* **READING PASSAGE**
An embodiment is an implementation or example of the inventions. Reference in the specification to “an embodiment,” “one embodiment,” “some embodiments,” or “other embodiments” means that a particular feature, structure, or characteristic described in connection with the embodiments is included in at least some embodiments, but not necessarily all embodiments, of the inventions. The various appearances “an embodiment,” “one embodiment,” or “some embodiments” are not necessarily all referring to the same embodiments.

Not all components, features, structures, characteristics, etc. described and illustrated herein need be included in a particular embodiment or embodiments. If the specification states a component, feature, structure, or characteristic “may”, “might”, “can” or “could” be included, for example, that particular component, feature, structure, or characteristic is not required to be included. If the specification or claim refers to “a” or “an” element, that does not mean there is only one of the element. If the specification or claims refer to “an additional” element, that does not preclude there being more than one of the additional element.

(Stored data entries)
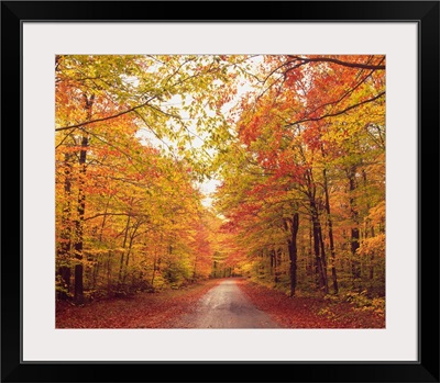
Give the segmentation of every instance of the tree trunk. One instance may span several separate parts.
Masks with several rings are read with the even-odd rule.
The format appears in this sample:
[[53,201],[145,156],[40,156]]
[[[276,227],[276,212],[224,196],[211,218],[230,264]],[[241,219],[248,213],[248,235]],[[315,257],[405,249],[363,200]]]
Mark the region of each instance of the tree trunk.
[[[94,105],[95,94],[85,99],[85,109],[87,111],[87,119],[91,120],[91,108]],[[81,137],[81,149],[79,151],[79,187],[78,187],[78,218],[75,222],[76,241],[75,241],[75,258],[77,263],[75,264],[75,303],[84,303],[84,267],[82,267],[82,247],[84,247],[84,214],[86,211],[86,193],[84,187],[86,183],[86,171],[87,171],[87,147],[89,145],[89,137],[86,133]]]
[[329,185],[327,180],[327,170],[322,170],[323,176],[323,192],[326,195],[326,211],[327,211],[327,223],[329,225],[329,240],[330,240],[330,255],[331,255],[331,279],[333,282],[333,292],[338,294],[338,277],[337,277],[337,267],[336,267],[336,251],[334,251],[334,239],[333,239],[333,221],[331,219],[330,213],[330,196],[329,196]]
[[311,223],[314,232],[314,250],[318,273],[319,289],[326,294],[329,293],[329,285],[327,280],[327,268],[324,264],[324,254],[321,254],[321,224],[319,222],[318,211],[315,199],[310,199]]
[[297,247],[297,235],[299,228],[299,214],[295,213],[289,223],[290,238],[288,239],[288,252],[289,252],[289,269],[290,269],[290,296],[295,296],[296,284],[297,284],[297,259],[298,259],[298,247]]
[[350,212],[351,212],[353,223],[355,224],[355,226],[351,228],[351,254],[352,254],[352,263],[351,264],[352,264],[353,278],[360,279],[361,278],[361,264],[358,260],[358,255],[356,255],[356,250],[360,247],[360,244],[359,244],[359,238],[360,238],[359,212],[356,209],[355,198],[353,196],[353,192],[356,189],[355,174],[356,174],[356,167],[351,166],[348,171],[349,184],[350,184]]
[[58,293],[61,300],[66,300],[70,291],[70,248],[72,248],[72,228],[70,228],[70,194],[72,194],[72,155],[66,153],[64,155],[64,195],[65,204],[62,216],[62,233],[61,246],[58,247],[58,261],[62,266],[58,268],[58,275],[61,277],[63,289]]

* **REQUIRED ACTION A**
Repeat the passage on embodiments from "An embodiment is" to "the same embodiments.".
* **REQUIRED ACTION B**
Using the passage on embodiments, decide whether each statement agrees with it. Answer yes or no for each, and quote the deciding words.
(i) Every component described and illustrated must be included in each particular embodiment.
(ii) A reference to "a" or "an" element does not mean there is only one of that element.
(iii) Each appearance of "one embodiment" refers to the same embodiment.

* **TASK RESPONSE A**
An embodiment is an implementation or example of the inventions. Reference in the specification to “an embodiment,” “one embodiment,” “some embodiments,” or “other embodiments” means that a particular feature, structure, or characteristic described in connection with the embodiments is included in at least some embodiments, but not necessarily all embodiments, of the inventions. The various appearances “an embodiment,” “one embodiment,” or “some embodiments” are not necessarily all referring to the same embodiments.

* **TASK RESPONSE B**
(i) No: "Not all components, features, structures, characteristics, etc. described and illustrated herein need be included in a particular embodiment or embodiments."
(ii) Yes: "If the specification or claim refers to “a” or “an” element, that does not mean there is only one of the element."
(iii) No: "The various appearances “an embodiment,” “one embodiment,” or “some embodiments” are not necessarily all referring to the same embodiments."